Exercise requirements —
1: Output the part of the article on NVIDIA's Ampere A100 GPU that begins at the words "Some other Ampere-specific" and stops after "for improved scaling.".
2: According to the article on NVIDIA's Ampere A100 GPU, into how many discrete instances can Multi-instance GPU divide an A100?
3: Resume the article on NVIDIA's Ampere A100 GPU from where it stops.

Text block —
·····
We've been hearing about NVIDIA's next-generation Ampere for the past two years, but the company is finally ready to talk about its next-generation GPU architecture. Though you won't hear any info today about GeForce RTX 30 Series of consumer gaming graphics cards, NVIDIA is discussing details about Ampere for machine learning data center and HPC markets. In short, this version of Ampere is the biggest most powerful GPU NVIDIA has ever made, and the company offers that it's also the world's biggest 7nm chip. There's no doubt, it's massive.
According to NVIDIA, its Ampere-based A100 GPU is already in full production and shipping to customers. Although the company isn't getting down to the nitty gritty about architectural details yet, it says that the A100 represents the single largest uplift in performance ever, moving from GPU generation to generation.
With regards to what specs/performance figures we do know, the A100 features a whopping 54 billion processors, which allows it to take the crown as the world's largest processor built on 7nm tech. And the Tensor Cores use FP32 precision to allow for a 20x uplift in AI performance. And when it comes to FP64 performance, the Tensor Cores can provide a 2.5x performance boost compared to its predecessor with respect to HPC applications.
Some other Ampere-specific features include Multi-instance GPU, aka MIG, which allows an A100 GPU to be sliced up into up to seven discrete instances. That way, the raw power of the chip can be divided up for specific tasks based on job requirements. Ampere also integrated a third-generation NVLink design, which doubles the performance of interconnect between multiple GPUs for improved scaling.
·····
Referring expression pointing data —
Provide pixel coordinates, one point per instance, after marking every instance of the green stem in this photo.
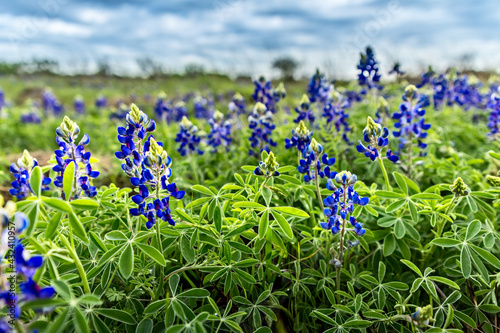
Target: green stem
(384, 171)
(78, 263)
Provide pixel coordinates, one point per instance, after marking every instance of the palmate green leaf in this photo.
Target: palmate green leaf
(80, 322)
(291, 211)
(218, 218)
(427, 196)
(84, 204)
(194, 293)
(401, 182)
(68, 180)
(263, 224)
(145, 326)
(77, 227)
(446, 242)
(389, 195)
(126, 263)
(118, 315)
(187, 251)
(249, 204)
(57, 204)
(203, 189)
(153, 253)
(36, 178)
(412, 266)
(284, 225)
(465, 262)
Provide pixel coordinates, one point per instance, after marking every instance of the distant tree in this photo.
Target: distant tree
(150, 67)
(103, 67)
(287, 66)
(194, 69)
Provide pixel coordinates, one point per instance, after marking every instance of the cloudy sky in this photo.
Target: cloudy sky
(243, 36)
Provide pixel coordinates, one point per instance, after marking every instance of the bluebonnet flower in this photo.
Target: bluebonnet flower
(410, 119)
(426, 77)
(339, 206)
(268, 167)
(301, 137)
(22, 172)
(396, 69)
(69, 151)
(314, 160)
(304, 110)
(382, 110)
(319, 89)
(494, 117)
(148, 166)
(188, 137)
(220, 132)
(368, 75)
(161, 107)
(237, 105)
(377, 138)
(101, 102)
(79, 104)
(261, 123)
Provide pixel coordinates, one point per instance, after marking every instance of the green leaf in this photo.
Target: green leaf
(68, 179)
(445, 281)
(54, 223)
(80, 322)
(263, 224)
(116, 235)
(203, 189)
(284, 225)
(85, 204)
(465, 262)
(291, 211)
(187, 251)
(490, 308)
(57, 204)
(412, 266)
(413, 211)
(126, 264)
(145, 326)
(473, 229)
(249, 204)
(389, 245)
(426, 196)
(290, 179)
(490, 258)
(446, 242)
(218, 218)
(36, 178)
(77, 227)
(154, 307)
(118, 315)
(195, 293)
(389, 195)
(153, 253)
(401, 182)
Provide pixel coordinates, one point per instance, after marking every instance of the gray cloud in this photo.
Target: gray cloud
(244, 35)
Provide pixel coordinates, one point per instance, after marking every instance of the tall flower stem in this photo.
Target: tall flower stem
(384, 172)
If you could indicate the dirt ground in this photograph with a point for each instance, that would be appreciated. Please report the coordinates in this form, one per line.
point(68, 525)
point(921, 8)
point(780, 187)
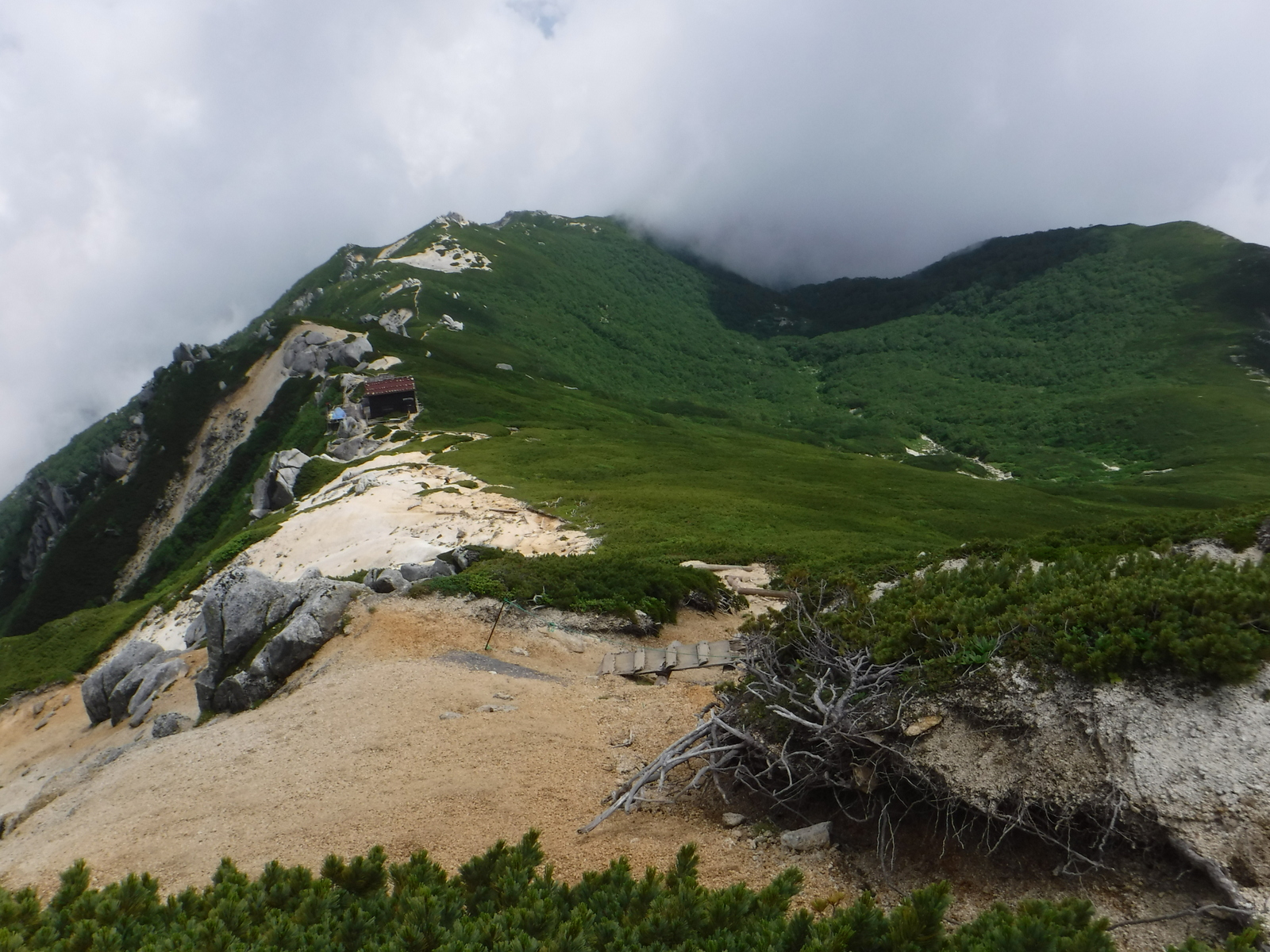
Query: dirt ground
point(355, 753)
·····
Answers to the exercises —
1:
Some other Ampere-specific features include Multi-instance GPU, aka MIG, which allows an A100 GPU to be sliced up into up to seven discrete instances. That way, the raw power of the chip can be divided up for specific tasks based on job requirements. Ampere also integrated a third-generation NVLink design, which doubles the performance of interconnect between multiple GPUs for improved scaling.

2: Up to seven.

3:
“NVIDIA A100 GPU is a 20x AI performance leap and an end-to-end machine learning accelerator — from data analytics to training to inference," said NVIDIA founder and CEO Jensen Huang. "For the first time, scale-up and scale-out workloads can be accelerated on one platform. NVIDIA A100 will simultaneously boost throughput and drive down the cost of data centers.”
Those A100 GPUs will also make their way into NVIDIA's third-generation DGX AI system, with 5 TFLOPs of AI performance. Jensen gave us an early "taste" of DGX A100 when he pulled a rig out of his oven on Tuesday. At the time, he declared it to be “the world’s largest graphics card”.
The DGX A100 has a total of eight A100 GPUs, along with 320GB of memory (12.4TB per second in bandwidth). The system is also equipped with Mellanox HDR 200Gbps interconnects. As we mentioned before, each A100 GPU can support up to 7 instances, which means that with 8 GPUs onboard, the DGX A100 can support a grand total of 56 instances to diversify the workload.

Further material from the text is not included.